Restate all of the entries exactly, each line as it stands.

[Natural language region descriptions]

+++

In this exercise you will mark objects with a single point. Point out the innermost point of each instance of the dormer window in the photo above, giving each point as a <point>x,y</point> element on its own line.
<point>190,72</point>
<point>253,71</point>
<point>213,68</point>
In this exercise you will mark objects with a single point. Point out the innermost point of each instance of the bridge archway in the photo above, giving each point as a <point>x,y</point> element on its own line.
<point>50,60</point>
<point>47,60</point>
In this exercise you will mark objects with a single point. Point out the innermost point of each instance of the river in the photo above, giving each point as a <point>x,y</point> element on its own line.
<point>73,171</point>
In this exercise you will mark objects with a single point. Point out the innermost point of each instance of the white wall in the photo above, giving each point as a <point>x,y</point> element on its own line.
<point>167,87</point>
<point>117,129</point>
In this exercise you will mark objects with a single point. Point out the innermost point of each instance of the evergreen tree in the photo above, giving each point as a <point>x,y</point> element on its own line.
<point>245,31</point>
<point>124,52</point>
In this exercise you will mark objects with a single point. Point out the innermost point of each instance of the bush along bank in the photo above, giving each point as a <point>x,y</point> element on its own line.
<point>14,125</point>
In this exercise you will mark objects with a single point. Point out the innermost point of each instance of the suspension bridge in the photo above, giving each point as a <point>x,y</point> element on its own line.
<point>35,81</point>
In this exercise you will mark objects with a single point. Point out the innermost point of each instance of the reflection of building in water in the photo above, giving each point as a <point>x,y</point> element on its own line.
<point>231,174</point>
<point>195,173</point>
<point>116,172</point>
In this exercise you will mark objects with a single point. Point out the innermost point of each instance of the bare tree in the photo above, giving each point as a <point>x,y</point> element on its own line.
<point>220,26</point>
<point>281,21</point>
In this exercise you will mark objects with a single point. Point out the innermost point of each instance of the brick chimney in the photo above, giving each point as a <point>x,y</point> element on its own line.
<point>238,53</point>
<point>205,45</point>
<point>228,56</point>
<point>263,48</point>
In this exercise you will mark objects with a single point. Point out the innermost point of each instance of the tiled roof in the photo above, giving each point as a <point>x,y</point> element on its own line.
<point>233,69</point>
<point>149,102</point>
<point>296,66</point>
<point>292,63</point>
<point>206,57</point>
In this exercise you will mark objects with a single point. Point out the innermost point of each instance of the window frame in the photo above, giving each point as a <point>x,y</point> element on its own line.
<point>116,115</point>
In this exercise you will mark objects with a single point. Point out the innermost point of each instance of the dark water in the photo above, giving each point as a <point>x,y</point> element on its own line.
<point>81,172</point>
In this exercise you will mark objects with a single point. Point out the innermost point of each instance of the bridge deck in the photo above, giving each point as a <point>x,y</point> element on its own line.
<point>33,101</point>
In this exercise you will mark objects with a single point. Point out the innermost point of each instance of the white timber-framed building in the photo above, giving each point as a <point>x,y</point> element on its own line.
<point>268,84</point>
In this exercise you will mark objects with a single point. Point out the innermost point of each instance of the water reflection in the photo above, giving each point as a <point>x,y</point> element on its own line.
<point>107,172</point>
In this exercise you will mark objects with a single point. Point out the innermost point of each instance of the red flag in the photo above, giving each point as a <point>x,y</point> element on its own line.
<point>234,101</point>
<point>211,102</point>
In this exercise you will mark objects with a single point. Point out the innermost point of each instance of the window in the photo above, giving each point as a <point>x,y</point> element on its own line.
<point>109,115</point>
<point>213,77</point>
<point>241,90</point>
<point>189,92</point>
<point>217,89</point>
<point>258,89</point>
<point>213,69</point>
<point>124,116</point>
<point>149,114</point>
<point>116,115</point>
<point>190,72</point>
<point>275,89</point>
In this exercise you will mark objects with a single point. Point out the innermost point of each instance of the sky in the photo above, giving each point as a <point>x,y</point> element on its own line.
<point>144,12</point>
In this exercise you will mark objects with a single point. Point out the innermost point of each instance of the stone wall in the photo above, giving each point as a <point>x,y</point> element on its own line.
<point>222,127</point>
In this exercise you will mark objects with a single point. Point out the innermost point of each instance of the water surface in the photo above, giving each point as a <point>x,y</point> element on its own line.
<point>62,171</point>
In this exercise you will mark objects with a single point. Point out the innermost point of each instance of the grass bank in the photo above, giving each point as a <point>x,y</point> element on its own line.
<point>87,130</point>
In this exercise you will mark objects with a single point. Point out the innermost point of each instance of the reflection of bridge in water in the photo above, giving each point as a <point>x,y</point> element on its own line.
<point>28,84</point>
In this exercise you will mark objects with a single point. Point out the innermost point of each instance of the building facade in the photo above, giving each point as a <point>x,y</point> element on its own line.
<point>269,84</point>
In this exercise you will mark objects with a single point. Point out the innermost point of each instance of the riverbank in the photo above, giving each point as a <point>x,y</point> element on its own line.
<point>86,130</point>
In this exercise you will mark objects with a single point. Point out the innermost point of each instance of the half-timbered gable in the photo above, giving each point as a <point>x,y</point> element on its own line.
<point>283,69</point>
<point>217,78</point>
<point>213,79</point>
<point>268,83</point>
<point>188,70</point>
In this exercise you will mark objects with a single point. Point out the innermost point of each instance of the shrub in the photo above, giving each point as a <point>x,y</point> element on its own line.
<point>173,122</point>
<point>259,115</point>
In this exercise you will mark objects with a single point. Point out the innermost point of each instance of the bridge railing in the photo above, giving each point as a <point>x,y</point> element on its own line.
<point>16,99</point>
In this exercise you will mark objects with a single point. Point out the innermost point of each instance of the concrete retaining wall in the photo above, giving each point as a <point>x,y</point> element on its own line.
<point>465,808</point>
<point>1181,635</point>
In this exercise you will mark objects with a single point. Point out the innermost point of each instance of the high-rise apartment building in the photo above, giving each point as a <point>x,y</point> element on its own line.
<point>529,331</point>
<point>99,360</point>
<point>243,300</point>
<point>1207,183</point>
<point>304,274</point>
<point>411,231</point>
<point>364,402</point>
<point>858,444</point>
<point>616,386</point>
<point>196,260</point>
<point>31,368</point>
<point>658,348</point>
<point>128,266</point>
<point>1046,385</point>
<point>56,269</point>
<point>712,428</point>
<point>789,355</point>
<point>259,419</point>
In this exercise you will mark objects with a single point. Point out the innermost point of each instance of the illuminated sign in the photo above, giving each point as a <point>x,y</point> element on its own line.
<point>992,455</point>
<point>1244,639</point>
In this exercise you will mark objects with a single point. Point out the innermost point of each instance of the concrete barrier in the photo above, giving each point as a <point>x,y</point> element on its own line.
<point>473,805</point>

+++

▶ [Solution for this problem]
In this exercise you will mark objects with a single point. Point out the innermost point of each instance of the dormer window in the photo above, giving each point as a <point>x,y</point> element on its own line.
<point>190,72</point>
<point>253,71</point>
<point>213,68</point>
In this exercise you will mark objects with a single point. Point out the innermost point of each instance of the bridge archway in the photo above, giving each point as a <point>x,y</point> element on its own line.
<point>50,60</point>
<point>47,60</point>
In this exercise you will mark objects with a single point. Point out the innermost point of each instance of the river in the photo above, giving each point as a <point>x,y</point> element on its own line.
<point>73,171</point>
In this exercise you will mark objects with a single point. Point out the innermost point of each instance of the white wall in the photo above, giving each point as a <point>x,y</point> element on its own line.
<point>167,87</point>
<point>117,129</point>
In this exercise you will mark objects with a single point. Point out the innermost point of each instance of the evergreen tree in the photo above, giving each point as a <point>x,y</point> element on its own line.
<point>245,31</point>
<point>124,52</point>
In this exercise you will mark objects with a single point. Point out the innermost point of each instance of the bush along bank in the photo above, giving each point as a <point>x,y</point> element on its own line.
<point>14,125</point>
In this exercise you will mark objects with a single point. Point out the innermost point of each instance of the suspension bridge in the photo above, giving each point as a <point>x,y</point> element on its own line.
<point>35,81</point>
In this exercise you will mark objects with a single point. Point out the innermost point of each instance of the reflection of building in water in the photo above, giving each point as a <point>x,y</point> element on its own line.
<point>231,174</point>
<point>195,173</point>
<point>116,172</point>
In this exercise you will mark objects with a single point. Point out the innermost point of each instance of the bare tree in the photo above, giving each point as a <point>x,y</point> element on its own line.
<point>220,26</point>
<point>281,21</point>
In this exercise you will mark objects with a single point. Point out the innermost point of each instance of the brick chimney in the photo above, giving each point as a <point>x,y</point> element on its own line.
<point>238,53</point>
<point>205,45</point>
<point>228,56</point>
<point>263,48</point>
In this exercise you will mark objects with a single point. Point out the innermost point of each instance of the tiled roof in the photo above, giving each point as a <point>x,y</point> element on its own line.
<point>233,69</point>
<point>149,102</point>
<point>296,66</point>
<point>292,63</point>
<point>206,57</point>
In this exercise you will mark objects with a single point. Point out the innermost point of each instance of the window frame in the photo above, giving each point as a <point>x,y</point> element on its own line.
<point>116,115</point>
In this exercise you will mark objects with a single point. Point out the innermost point of each instance of the dark water in the photo above, giving each point as a <point>x,y</point> element on its own line.
<point>81,172</point>
In this exercise you will mark objects with a single point. Point out the innermost point of each instance of the bridge deck in the photo above, giving each point as a <point>x,y</point> element on its own line.
<point>33,101</point>
In this exercise you will mark objects with a single point. Point out the innermost point of each instance of the white timber-framed building in the photo above, giving each point as a <point>x,y</point> element on its own line.
<point>268,84</point>
In this exercise you will mark objects with a single point. Point out the innermost point of each instance of the water reflection in the photo above, giving each point as a <point>x,y</point> element on its own line.
<point>107,172</point>
In this exercise you will mark objects with a single point. Point out the innermost point of each instance of the red flag in the photo above, giving each point as a <point>x,y</point> element on its own line.
<point>234,101</point>
<point>211,102</point>
In this exercise you will mark objects with a single point. Point out the innermost point of each instance of the window in the photo above, giving each point as a <point>x,y</point> element on its own line.
<point>109,115</point>
<point>213,77</point>
<point>241,90</point>
<point>189,92</point>
<point>217,89</point>
<point>258,89</point>
<point>213,69</point>
<point>124,116</point>
<point>149,114</point>
<point>116,115</point>
<point>190,72</point>
<point>275,89</point>
In this exercise you will mark objects with a single point. Point out the innermost point of each instance of the sky in the photo above, giving each point as a <point>x,y</point> element on its own line.
<point>144,12</point>
In this exercise you will mark objects with a single point. Point out the innermost point of each instance of the stone wall in the photo above, giving each point as a <point>x,y</point> element on its own line.
<point>222,127</point>
In this exercise you will mark objects with a single point. Point out the innermost point of each instance of the water surface in the photo above, giving each point as a <point>x,y</point> element on its own line.
<point>62,171</point>
In this exercise you will mark objects with a single point. Point out the innermost point of each instance of the grass bank in the photo above, giving each point as a <point>x,y</point> element on its own line.
<point>87,130</point>
In this exercise you will mark objects with a single point. Point out the innermost point of each instance of the reflection of bridge in water in the photo above, giving each point as a <point>x,y</point> element on its own line.
<point>28,84</point>
In this exercise you will mark objects with a single point. Point out the innermost point of each instance of the building facade in the photo above, giving each point as a <point>x,y</point> element on its own line.
<point>269,84</point>
In this exercise you will mark objects with a single point. Point out the innermost point of each instance of the riverbank in the photo above, giving each point as a <point>x,y</point> element on its own line.
<point>86,130</point>
In this exercise you will mark objects with a single point. Point out the innermost point of each instance of the half-timbered gable in the photo above, giving each point as a <point>x,y</point> element on its own line.
<point>283,69</point>
<point>217,78</point>
<point>213,79</point>
<point>268,83</point>
<point>188,70</point>
In this exercise you will mark objects with a single point. Point out the innermost point of each instance of the shrub in the photo above, giving each point as a <point>x,y</point> element on its own line.
<point>173,122</point>
<point>259,115</point>
In this exercise you will mark objects with a single point. Point out the innermost point of each instance of the bridge railing in the photo above, giving each point as a <point>x,y</point> element on its own line.
<point>16,99</point>
In this exercise you will mark objects with a single point. Point out the innermost point of each instance of the concrete retaining wall in the photo above, giving each point as a <point>x,y</point> element on its own line.
<point>465,808</point>
<point>1181,635</point>
In this exercise you will mark objects with a single point. Point out the innermost point of each instance of the high-rise apartment building in the photo above, giving each point as a <point>x,y</point> element on its own line.
<point>529,331</point>
<point>99,360</point>
<point>243,300</point>
<point>1207,183</point>
<point>304,274</point>
<point>411,231</point>
<point>364,402</point>
<point>858,444</point>
<point>616,386</point>
<point>196,260</point>
<point>31,368</point>
<point>658,348</point>
<point>128,266</point>
<point>1046,385</point>
<point>56,269</point>
<point>712,428</point>
<point>789,355</point>
<point>259,419</point>
In this exercise you will mark objects with a single point. Point out the innermost point of each instance of the illuminated sign in the photo above, giving each point as a <point>x,y</point> element on its own line.
<point>992,455</point>
<point>1244,639</point>
In this exercise you will mark objects with a single point. Point out the innermost point of each instance of the concrete barrier in the photo above, giving each point as a <point>x,y</point> element on its own line.
<point>473,805</point>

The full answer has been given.